### PASSAGE:
= = = = = = =
Now that staff are being asked to return to office-based working for all or some of the time, we are seeing an increasing number of clients faced with requests for flexible working, meaning a request to continue working from home.  How is an employer supposed to react to such a request?

What is flexible working?

Flexible working means a change to working conditions that is desired by an employee relating to their hours and times of work or their work location.

Who can request it?

Anyone can informally, but employees with over 26 weeks’ service have a statutory right for their flexible working request to be considered under the Employment Rights Act 1996.   But note that staff can make only one statutory request in any 12-month period.

What has to be in the request?

It has to be dated, it must set out the change sought and when the employee would like it to start.  It needs to state the effect, if any, they think the requested change would have on you as the employer and how, in their opinion, any such effect might be dealt with.  It should say that it is a statutory request and if and when they have made a previous request.  If a request does not contain this information, you can refuse it on technical grounds.  However, that is a high-risk strategy and the employee can then always make a compliant request without offending the 12-month rule.

If you anticipate receiving these requests, it would be a good idea to set out in a policy document what information employees need to include and your procedure.  We can assist in drawing up a suitable policy.

What should we do with a request?

You must consider it seriously in a reasonable manner and respond with a final decision in writing within three months.  If you are approving the request then a meeting is not needed but, if not, you should arrange to talk privately with your employee as soon as possible to get a better idea of what change they are looking for and how it might benefit your business and them.  You should allow them to be accompanied by a work colleague for this and you should consider allowing an appeal against any refusal.

How do we decide whether or not to grant it?
= = = = = = =
### DATASET CONTENT:
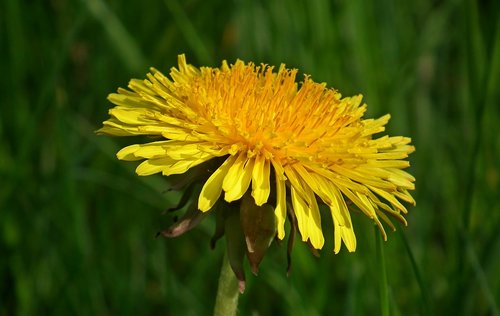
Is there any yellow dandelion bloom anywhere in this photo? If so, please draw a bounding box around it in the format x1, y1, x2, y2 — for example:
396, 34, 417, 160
98, 55, 415, 253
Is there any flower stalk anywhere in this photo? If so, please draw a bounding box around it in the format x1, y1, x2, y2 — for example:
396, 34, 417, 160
214, 252, 239, 316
= = = = = = =
### THINGS TO DO:
1. According to the flexible working guidance, how much service does an employee need for a statutory right to have a request considered?
2. Please return the part of the flexible working guidance that begins at the words "Flexible working means" and stops after "in the request?".
The entries are separate material, unrelated to the flexible working guidance.

### WRITTEN ANSWERS:
1. Over 26 weeks' service.

2.
Flexible working means a change to working conditions that is desired by an employee relating to their hours and times of work or their work location.

Who can request it?

Anyone can informally, but employees with over 26 weeks’ service have a statutory right for their flexible working request to be considered under the Employment Rights Act 1996.   But note that staff can make only one statutory request in any 12-month period.

What has to be in the request?